I am a regular user of public transport in the form of trains, trams and buses. Apart from having to put up with cell-phone users, meth-heads mouthing off blasphemies at all and sundry, and homeless folk using the seats as their doss-down, there is always one fucking fly.
Now, this fly is generally a little 'un, not a blowie. It buzzes gently around the window next to you for a couple of minutes, lulling you into a false sense of complacency.
Then it decides to land on your neck.
So, you swat it away.
Within a nanosecond, it is on your eyebrow.
So, you swat it away.
It returns to your ear, and before you have a chance to shoo it away, it’s on your nose, then your eyebrow again, and then it throws caution to the wind and goes for the really sensitive area on your neck (yet again). You swat it away because it is annoying the bejesus outta you.
So you move seats, and the contemptuous fuck follows you, this time playing touchie-feelies with the right upper-quadrant of your cheek. Argggghhhhhhh.
In the meantime, you look like a complete and utter loon, swatting and slapping at (apparently) imaginary crawlies every few seconds. And there’s only ever just ONE of the little cunts, and while they are annoying the fuck out of you, they are leaving the other passengers in respite…but they’re looking at you strangely wondering if you are one of the meth-users with a bad case of the heebie-jeebies.
Fuck. Are you telling me that my pit thread has already been done? By The Wedge?
Yeah, well I’ve never watched it, and the fucking fly that bugged me today and two days ago and a week ago was a gazillion times more fucking annoying than any fly that crapped on that program.

DATA LINES:
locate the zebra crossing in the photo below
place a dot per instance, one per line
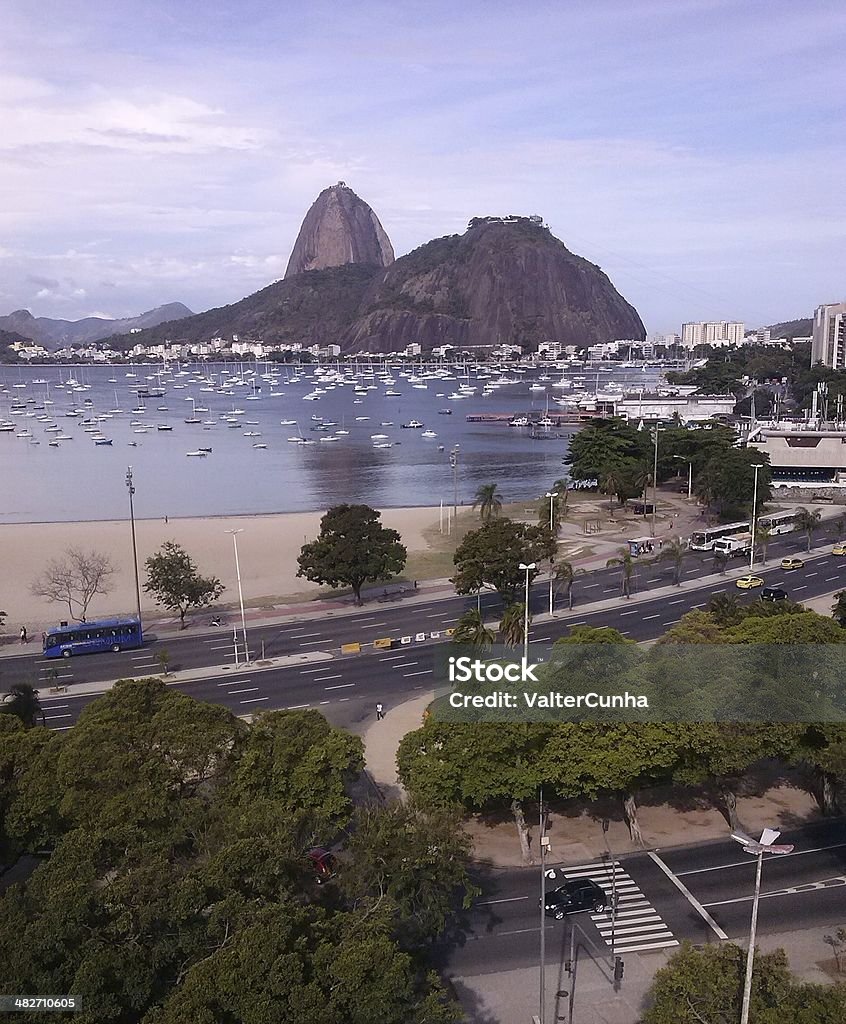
(639, 927)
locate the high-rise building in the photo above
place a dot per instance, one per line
(829, 338)
(717, 333)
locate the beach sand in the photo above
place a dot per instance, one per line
(267, 551)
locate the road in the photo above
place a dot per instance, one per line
(701, 893)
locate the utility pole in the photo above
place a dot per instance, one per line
(131, 488)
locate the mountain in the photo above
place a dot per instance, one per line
(339, 228)
(56, 333)
(792, 329)
(505, 280)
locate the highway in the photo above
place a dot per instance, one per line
(702, 893)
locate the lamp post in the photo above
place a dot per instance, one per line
(756, 467)
(526, 568)
(130, 486)
(689, 475)
(552, 496)
(235, 534)
(757, 849)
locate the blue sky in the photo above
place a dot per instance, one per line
(157, 152)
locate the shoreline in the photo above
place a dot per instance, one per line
(267, 543)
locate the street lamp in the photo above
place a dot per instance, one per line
(757, 849)
(131, 488)
(756, 467)
(235, 534)
(689, 474)
(551, 495)
(526, 568)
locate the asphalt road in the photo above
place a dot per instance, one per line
(701, 893)
(213, 647)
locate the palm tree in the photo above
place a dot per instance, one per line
(763, 535)
(564, 576)
(674, 551)
(627, 563)
(512, 625)
(471, 630)
(22, 700)
(725, 609)
(488, 502)
(807, 521)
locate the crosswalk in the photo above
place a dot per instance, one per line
(638, 927)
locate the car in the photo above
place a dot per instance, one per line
(749, 583)
(792, 563)
(575, 897)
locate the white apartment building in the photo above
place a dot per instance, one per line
(829, 338)
(716, 333)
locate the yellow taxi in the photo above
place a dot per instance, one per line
(749, 583)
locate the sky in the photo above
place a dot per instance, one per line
(155, 152)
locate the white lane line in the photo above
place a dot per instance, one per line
(510, 899)
(691, 899)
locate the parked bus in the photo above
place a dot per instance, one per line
(703, 540)
(88, 638)
(778, 522)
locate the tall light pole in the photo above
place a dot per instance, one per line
(130, 486)
(526, 568)
(756, 467)
(235, 534)
(757, 849)
(552, 496)
(689, 474)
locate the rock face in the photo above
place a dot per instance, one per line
(506, 280)
(339, 228)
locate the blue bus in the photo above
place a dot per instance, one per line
(88, 638)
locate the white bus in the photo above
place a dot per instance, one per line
(703, 540)
(778, 522)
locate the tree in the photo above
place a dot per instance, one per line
(23, 701)
(513, 625)
(627, 564)
(674, 551)
(352, 548)
(75, 580)
(471, 630)
(488, 502)
(492, 556)
(173, 580)
(808, 522)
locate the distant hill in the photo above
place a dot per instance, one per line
(56, 333)
(504, 280)
(792, 329)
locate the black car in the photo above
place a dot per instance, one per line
(574, 897)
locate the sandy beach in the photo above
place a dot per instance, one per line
(267, 551)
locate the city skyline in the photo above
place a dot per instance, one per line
(159, 155)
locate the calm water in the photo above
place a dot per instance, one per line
(78, 479)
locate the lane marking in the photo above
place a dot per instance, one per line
(691, 899)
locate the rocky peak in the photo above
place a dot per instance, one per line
(339, 228)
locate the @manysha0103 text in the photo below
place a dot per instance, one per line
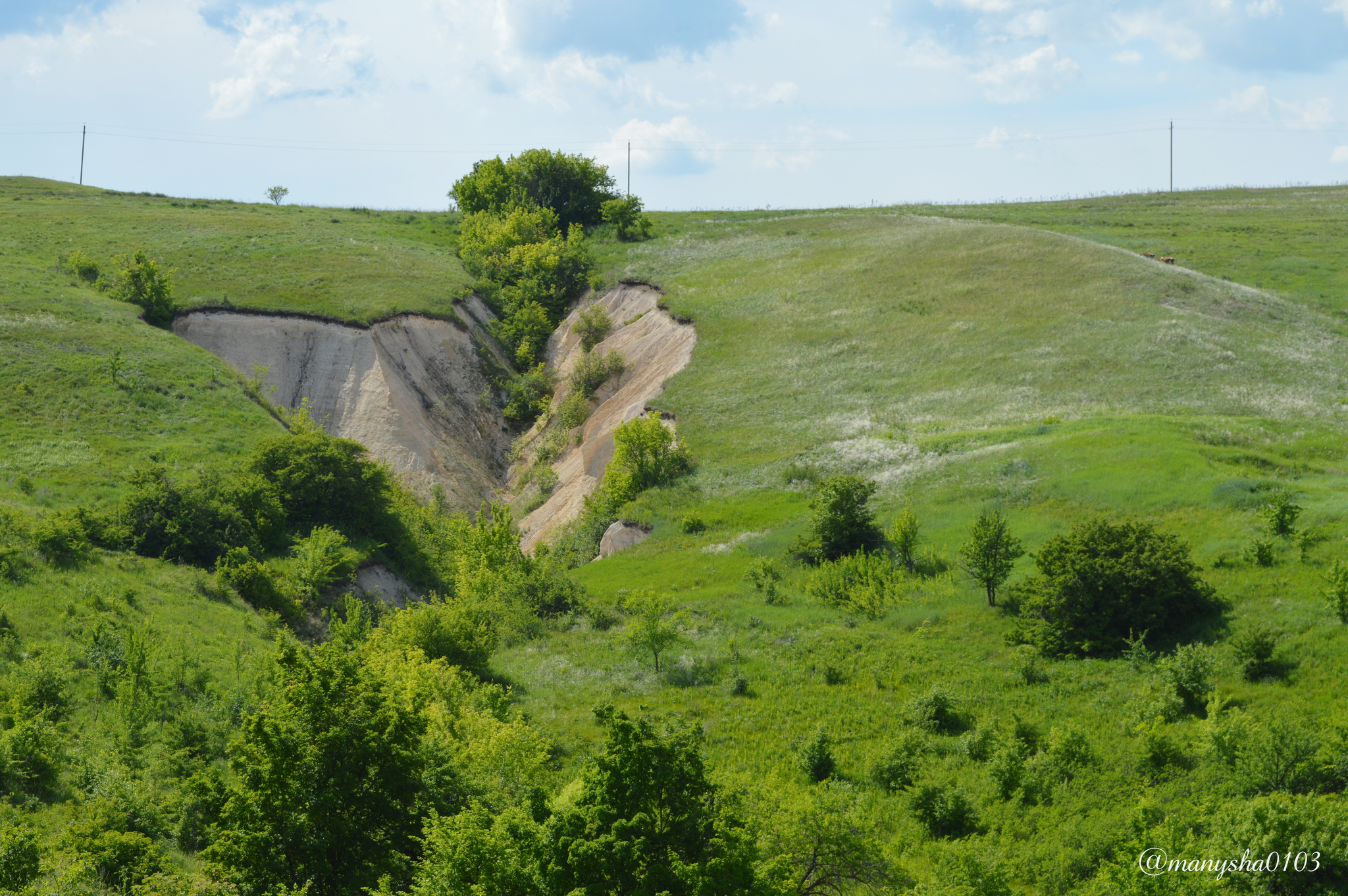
(1156, 861)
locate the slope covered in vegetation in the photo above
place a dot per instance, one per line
(877, 710)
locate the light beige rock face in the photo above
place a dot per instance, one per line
(622, 535)
(405, 388)
(656, 348)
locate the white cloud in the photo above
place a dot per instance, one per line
(1310, 115)
(1172, 38)
(751, 95)
(1264, 9)
(1027, 76)
(286, 51)
(994, 139)
(1250, 99)
(676, 147)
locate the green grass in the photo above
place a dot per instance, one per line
(352, 264)
(964, 357)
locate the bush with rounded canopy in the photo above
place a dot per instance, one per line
(1104, 581)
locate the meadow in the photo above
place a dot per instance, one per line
(1022, 357)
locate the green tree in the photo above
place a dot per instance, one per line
(841, 523)
(476, 853)
(328, 780)
(991, 553)
(323, 558)
(646, 453)
(652, 630)
(20, 859)
(321, 479)
(594, 326)
(902, 537)
(145, 282)
(627, 218)
(649, 821)
(1103, 581)
(821, 844)
(573, 186)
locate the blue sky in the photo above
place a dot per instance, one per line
(727, 104)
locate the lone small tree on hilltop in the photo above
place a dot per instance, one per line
(991, 553)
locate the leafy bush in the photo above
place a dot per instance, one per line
(595, 370)
(323, 558)
(61, 539)
(325, 480)
(765, 578)
(1104, 581)
(898, 766)
(20, 859)
(1254, 650)
(573, 186)
(862, 582)
(937, 712)
(82, 267)
(627, 218)
(1280, 825)
(991, 553)
(145, 282)
(1280, 514)
(815, 757)
(254, 582)
(525, 332)
(646, 453)
(197, 522)
(944, 810)
(594, 326)
(573, 410)
(529, 394)
(902, 537)
(652, 628)
(522, 257)
(840, 520)
(1188, 673)
(459, 632)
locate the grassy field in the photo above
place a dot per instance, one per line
(1012, 356)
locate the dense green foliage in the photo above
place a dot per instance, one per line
(573, 186)
(1088, 383)
(840, 520)
(1104, 581)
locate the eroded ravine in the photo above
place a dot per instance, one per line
(411, 389)
(406, 388)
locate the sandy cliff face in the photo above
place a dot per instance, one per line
(406, 388)
(656, 348)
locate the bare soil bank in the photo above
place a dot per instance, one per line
(406, 388)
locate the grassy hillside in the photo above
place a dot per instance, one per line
(963, 359)
(348, 263)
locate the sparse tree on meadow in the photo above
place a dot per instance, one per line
(991, 553)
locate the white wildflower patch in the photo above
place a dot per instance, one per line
(43, 321)
(724, 547)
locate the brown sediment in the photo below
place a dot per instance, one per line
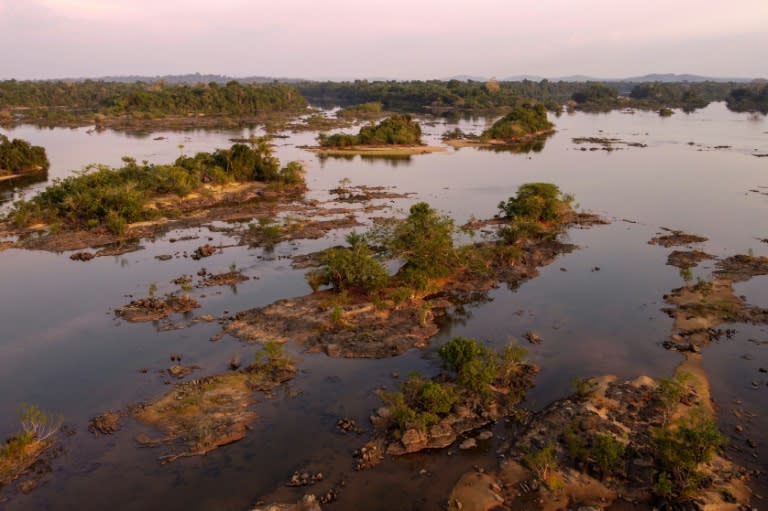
(211, 412)
(6, 175)
(676, 238)
(219, 203)
(478, 142)
(152, 309)
(469, 415)
(105, 424)
(375, 150)
(740, 268)
(307, 503)
(687, 259)
(230, 278)
(363, 193)
(628, 411)
(361, 329)
(701, 308)
(17, 463)
(606, 143)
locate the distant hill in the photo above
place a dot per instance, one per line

TO BE DONE:
• 1. Reproduce the public-transport fly rant from "Now, this fly" up to and including "sense of complacency.".
• 2. Carry on writing the public-transport fly rant, beginning after its last sentence.

ANSWERS TO THE EXERCISE:
• 1.
Now, this fly is generally a little 'un, not a blowie. It buzzes gently around the window next to you for a couple of minutes, lulling you into a false sense of complacency.

• 2.
There’s a guy who reckons he’s John the Baptist, complete with robes and staff, but he doesn’t wear round glasses or carry a camera so I guess he’s not Yoko.
So, is it just me? Haven’t any of you experienced the darstadly experience of having a single wee fly annoying the buggery out of you on public transport??
Even worse is when they get in the house, and insist upon landing on you while you’re sleeping. You’re too sleepy and lazy to get up and kill the damn thing, so you end up laying in bed desperately trying to sleep while swatting the bastard every three seconds. After half an hour, you finally give up.
Yeah, but the ones in the house, the single ones, tend to be blowies (at least down here in Australia) and they like to make noise and dance around the room but mostly not on your anatomy.
The ones I am talking about are the flies with separation issues…the ones that feel a desperate need to be close to you when you’re sitting there trying to read your newspaper.
THEY’RE the fuckers that need to die, but unfortunately, they’re too quick to be swatted with the rolled-up sports section of the paper.
I find that those flies are Australian. Proper 'Merkin flies go away after awhile. Australian flies will follow you until one of you drops dead. Fortunately they have a shorter life span than humans.
Flies on public transport are like crying babies, drunks, or talkative loonies. You never see TWO of them and then none the next trip. Nosirree, there is ONE. EVERY. SINGLE. TIME.
Perhaps they were following you’re perfume or hair spray. Anyway, just rub a little “Off” or other repellant on your arms. The scent isn’t bad if even noticeable. Maybe that’ll help.
But how if that fly had a father and mother?!
How would he hang his slender gilded wings
And buzz lamenting doings in the air!
Poor harmless fly,
That, with his pretty buzzing melody,
Came here to make us merry!
I’ve used every repellant under the sun back when I used to ride to work and flies plagued my every mile.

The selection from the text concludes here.